• Records from a collection:

+===+

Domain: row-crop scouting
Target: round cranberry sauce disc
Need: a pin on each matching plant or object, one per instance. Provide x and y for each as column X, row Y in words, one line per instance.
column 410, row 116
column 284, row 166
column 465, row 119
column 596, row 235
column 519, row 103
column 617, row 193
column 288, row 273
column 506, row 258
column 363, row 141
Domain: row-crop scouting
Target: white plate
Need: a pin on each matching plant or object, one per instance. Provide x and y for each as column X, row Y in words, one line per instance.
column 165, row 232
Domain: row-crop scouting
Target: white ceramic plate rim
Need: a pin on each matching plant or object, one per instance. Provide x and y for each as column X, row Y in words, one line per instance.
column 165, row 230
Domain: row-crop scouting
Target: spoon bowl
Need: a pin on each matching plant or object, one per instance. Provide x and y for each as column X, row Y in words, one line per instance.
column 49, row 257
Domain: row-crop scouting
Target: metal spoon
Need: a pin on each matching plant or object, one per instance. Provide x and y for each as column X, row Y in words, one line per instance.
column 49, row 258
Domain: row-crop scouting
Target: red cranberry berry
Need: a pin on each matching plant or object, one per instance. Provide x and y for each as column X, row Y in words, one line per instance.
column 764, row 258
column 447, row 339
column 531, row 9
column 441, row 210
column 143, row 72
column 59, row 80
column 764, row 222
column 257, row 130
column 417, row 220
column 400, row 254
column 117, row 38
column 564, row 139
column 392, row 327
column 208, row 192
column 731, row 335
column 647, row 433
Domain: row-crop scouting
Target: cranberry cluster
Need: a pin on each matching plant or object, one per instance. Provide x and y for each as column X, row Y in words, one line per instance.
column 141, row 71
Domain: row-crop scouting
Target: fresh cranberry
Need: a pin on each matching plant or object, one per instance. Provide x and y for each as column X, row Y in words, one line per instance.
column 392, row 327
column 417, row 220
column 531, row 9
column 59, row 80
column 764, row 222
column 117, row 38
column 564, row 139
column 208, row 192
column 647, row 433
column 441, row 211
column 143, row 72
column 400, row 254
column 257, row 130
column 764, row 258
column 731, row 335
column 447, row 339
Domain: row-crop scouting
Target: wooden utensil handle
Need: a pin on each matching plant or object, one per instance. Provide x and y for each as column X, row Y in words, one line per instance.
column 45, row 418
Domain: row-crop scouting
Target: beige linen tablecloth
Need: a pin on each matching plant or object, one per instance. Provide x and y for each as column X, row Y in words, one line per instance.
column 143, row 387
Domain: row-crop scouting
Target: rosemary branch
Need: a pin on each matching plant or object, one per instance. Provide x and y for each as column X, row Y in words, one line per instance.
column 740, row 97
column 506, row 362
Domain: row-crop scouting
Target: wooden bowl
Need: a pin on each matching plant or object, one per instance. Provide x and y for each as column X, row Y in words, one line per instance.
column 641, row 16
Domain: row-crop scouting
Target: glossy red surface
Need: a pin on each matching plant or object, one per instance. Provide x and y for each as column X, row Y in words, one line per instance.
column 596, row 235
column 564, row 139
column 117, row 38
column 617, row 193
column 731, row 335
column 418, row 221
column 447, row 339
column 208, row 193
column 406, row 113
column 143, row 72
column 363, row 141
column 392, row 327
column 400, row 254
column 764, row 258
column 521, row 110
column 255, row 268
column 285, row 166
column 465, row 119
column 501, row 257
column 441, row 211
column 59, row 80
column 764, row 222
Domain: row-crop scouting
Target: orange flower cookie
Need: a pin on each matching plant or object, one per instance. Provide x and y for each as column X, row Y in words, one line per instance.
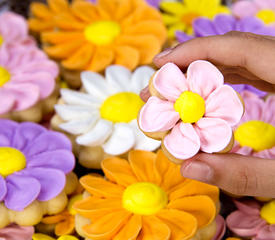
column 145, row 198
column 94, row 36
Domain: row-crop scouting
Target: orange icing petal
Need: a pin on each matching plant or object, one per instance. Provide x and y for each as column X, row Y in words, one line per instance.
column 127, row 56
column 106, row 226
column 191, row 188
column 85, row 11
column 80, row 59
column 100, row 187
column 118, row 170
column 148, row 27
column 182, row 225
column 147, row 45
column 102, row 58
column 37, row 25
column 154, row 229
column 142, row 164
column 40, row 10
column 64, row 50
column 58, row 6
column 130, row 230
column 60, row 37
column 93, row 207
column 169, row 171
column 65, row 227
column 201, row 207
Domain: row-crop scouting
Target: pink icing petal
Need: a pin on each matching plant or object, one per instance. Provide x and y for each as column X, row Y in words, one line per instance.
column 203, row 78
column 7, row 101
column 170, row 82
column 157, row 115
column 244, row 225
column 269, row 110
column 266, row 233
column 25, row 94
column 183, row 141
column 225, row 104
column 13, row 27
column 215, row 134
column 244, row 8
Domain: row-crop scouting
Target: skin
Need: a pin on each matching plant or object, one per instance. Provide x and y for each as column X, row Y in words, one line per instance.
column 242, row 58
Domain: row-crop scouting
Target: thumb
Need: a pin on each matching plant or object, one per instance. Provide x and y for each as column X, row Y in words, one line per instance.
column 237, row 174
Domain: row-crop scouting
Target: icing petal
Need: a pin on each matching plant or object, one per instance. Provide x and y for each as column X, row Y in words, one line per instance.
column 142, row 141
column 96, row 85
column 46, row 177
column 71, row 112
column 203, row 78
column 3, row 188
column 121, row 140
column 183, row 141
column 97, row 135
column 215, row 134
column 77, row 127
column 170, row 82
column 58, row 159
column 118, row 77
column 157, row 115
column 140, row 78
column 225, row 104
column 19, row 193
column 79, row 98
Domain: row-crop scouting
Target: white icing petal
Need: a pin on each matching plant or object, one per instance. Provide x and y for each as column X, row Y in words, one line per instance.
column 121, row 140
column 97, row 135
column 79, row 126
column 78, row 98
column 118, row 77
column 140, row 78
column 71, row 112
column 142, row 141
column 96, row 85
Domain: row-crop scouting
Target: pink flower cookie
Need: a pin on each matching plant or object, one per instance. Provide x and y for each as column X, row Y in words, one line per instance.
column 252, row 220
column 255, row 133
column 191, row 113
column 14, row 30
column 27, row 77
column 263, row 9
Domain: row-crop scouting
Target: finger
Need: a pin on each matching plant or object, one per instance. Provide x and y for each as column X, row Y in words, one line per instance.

+===+

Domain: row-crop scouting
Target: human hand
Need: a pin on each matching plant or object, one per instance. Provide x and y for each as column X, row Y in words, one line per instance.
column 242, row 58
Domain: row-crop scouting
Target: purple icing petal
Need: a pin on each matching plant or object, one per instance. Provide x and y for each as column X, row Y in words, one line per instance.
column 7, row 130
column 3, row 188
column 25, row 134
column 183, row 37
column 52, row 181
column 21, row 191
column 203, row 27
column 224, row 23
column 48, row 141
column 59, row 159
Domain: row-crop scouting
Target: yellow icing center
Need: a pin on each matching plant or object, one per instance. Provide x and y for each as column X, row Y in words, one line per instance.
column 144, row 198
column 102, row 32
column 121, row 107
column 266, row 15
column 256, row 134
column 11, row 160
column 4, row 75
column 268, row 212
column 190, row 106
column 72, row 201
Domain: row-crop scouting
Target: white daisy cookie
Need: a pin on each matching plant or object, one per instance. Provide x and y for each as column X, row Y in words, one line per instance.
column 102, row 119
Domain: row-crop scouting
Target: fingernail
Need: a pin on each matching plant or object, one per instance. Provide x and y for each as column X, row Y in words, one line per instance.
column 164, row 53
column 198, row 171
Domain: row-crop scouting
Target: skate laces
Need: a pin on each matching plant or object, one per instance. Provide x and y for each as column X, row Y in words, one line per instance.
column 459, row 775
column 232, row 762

+===+

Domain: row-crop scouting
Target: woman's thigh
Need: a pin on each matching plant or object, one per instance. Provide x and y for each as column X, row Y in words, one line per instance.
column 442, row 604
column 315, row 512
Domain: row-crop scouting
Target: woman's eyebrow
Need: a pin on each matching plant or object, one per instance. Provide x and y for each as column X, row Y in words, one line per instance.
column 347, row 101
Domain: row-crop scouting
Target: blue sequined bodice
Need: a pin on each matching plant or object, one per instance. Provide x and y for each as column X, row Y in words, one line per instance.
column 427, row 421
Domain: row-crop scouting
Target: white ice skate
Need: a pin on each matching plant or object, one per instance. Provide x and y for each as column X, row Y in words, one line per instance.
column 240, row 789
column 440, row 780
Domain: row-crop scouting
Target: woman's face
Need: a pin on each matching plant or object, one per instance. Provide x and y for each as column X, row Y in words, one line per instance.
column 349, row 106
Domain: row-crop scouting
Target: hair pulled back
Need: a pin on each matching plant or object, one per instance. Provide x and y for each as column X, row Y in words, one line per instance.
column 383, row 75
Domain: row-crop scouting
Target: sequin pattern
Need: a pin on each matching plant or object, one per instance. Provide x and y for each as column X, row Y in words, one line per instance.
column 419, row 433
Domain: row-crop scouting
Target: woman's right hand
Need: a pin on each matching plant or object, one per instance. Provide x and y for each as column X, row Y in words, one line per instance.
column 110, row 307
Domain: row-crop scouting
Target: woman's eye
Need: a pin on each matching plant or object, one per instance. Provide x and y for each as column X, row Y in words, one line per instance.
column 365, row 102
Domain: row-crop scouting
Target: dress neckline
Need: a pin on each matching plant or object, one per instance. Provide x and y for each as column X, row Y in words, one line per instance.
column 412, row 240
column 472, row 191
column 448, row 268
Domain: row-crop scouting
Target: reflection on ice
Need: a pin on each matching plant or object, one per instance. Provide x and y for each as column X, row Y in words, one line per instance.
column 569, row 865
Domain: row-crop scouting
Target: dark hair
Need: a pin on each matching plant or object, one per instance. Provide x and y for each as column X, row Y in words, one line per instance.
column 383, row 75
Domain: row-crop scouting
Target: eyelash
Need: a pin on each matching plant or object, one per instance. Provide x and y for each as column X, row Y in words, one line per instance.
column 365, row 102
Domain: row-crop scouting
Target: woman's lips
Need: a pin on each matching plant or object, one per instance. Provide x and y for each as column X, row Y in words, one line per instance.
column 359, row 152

+===+

• TASK PROMPT: Could you retype exactly the lines above, starting at the line that contains "Target: white plate" and ending at the line that contains "Target: wooden utensil handle", and nothing more?

• RESPONSE:
Target: white plate
Need: a pin on each matching plant or object, one per instance. Provide x and y for each as column X, row Y in words, one line per instance.
column 165, row 232
Domain: row-crop scouting
Target: white ceramic plate rim
Need: a pin on each matching plant or object, one per instance. Provide x and y for each as column X, row Y in words, one line per instance.
column 165, row 230
Domain: row-crop scouting
Target: spoon bowl
Need: a pin on each matching plant or object, one per instance. Provide x and y for each as column X, row Y in words, one line per instance.
column 49, row 257
Domain: row-crop scouting
Target: metal spoon
Need: a pin on each matching plant or object, one per instance. Provide x and y for each as column X, row Y in words, one line per instance.
column 49, row 258
Domain: row-crop scouting
Target: red cranberry berry
Need: a pin on each matching plant or object, one per instance. Provide x and y for each as column X, row Y in words, one line per instance.
column 764, row 258
column 447, row 339
column 531, row 9
column 441, row 210
column 143, row 72
column 59, row 80
column 764, row 222
column 257, row 130
column 417, row 220
column 400, row 254
column 117, row 38
column 564, row 139
column 392, row 327
column 208, row 192
column 731, row 335
column 647, row 433
Domain: row-crop scouting
Target: cranberry cluster
Need: a pin on each matching plant or object, one per instance. Provide x and y for each as column X, row Y in words, one line per instance.
column 141, row 71
Domain: row-crop scouting
Target: fresh cranberry
Need: a pin on each matching plant or object, one per instance. Provide x and y for each as column X, row Y in words, one line per instance.
column 392, row 327
column 417, row 220
column 531, row 9
column 59, row 80
column 764, row 222
column 117, row 38
column 564, row 139
column 208, row 192
column 647, row 433
column 441, row 211
column 143, row 72
column 400, row 254
column 257, row 130
column 764, row 258
column 731, row 335
column 447, row 339
Domain: row-crop scouting
Target: wooden utensil handle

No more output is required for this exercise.